_TASK STATEMENT:_
If a line in the listing below has the string "tram", copy it out.

= = = = = = =

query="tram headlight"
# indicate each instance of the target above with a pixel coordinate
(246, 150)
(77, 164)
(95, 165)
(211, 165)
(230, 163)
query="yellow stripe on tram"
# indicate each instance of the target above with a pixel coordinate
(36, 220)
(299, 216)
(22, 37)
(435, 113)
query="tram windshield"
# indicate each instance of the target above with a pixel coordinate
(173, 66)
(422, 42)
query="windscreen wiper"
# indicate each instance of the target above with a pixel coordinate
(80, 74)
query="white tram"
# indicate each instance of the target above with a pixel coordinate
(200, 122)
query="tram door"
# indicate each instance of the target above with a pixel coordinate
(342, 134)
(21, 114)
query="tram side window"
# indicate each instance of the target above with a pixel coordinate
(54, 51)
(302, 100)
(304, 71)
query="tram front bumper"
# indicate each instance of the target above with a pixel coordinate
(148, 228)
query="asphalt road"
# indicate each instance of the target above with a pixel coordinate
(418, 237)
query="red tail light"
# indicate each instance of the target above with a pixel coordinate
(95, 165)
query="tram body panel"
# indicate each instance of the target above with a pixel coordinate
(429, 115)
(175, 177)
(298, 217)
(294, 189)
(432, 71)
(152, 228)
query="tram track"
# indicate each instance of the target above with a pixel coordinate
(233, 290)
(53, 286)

= = = = = = =

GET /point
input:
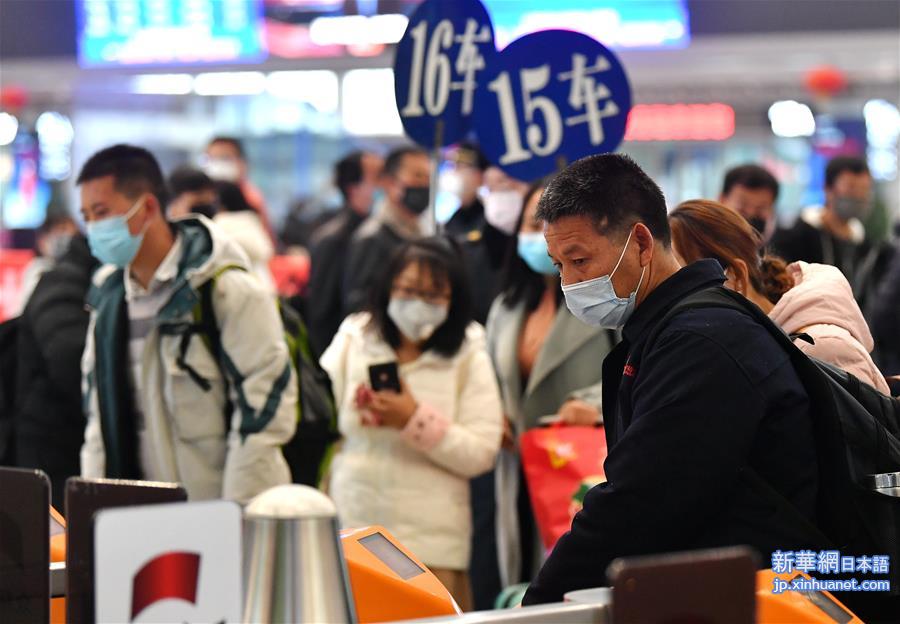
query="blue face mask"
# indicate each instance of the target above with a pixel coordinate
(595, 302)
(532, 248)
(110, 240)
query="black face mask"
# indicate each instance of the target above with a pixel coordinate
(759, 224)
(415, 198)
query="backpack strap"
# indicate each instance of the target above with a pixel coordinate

= = = = = = =

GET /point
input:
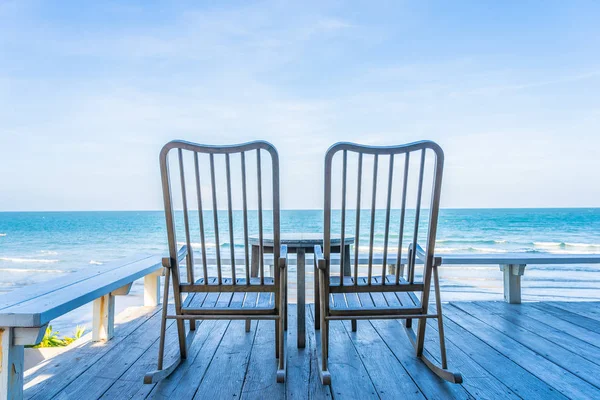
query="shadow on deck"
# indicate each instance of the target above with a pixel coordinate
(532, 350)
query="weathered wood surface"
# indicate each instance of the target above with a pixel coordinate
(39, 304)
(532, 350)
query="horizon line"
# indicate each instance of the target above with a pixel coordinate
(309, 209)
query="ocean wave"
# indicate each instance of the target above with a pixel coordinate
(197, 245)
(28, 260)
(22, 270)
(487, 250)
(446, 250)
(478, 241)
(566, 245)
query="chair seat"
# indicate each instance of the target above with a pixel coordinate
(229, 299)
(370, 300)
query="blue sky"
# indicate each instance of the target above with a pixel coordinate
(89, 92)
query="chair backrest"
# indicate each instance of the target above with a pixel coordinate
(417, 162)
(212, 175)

= = = = = = =

_ANSWER AREA:_
query="tram headlight"
query="yellow stripe on tram"
query="tram windshield"
query="white tram"
query="tram door"
query="tram side window"
query="tram front bumper"
query="tram body panel"
query="tram track"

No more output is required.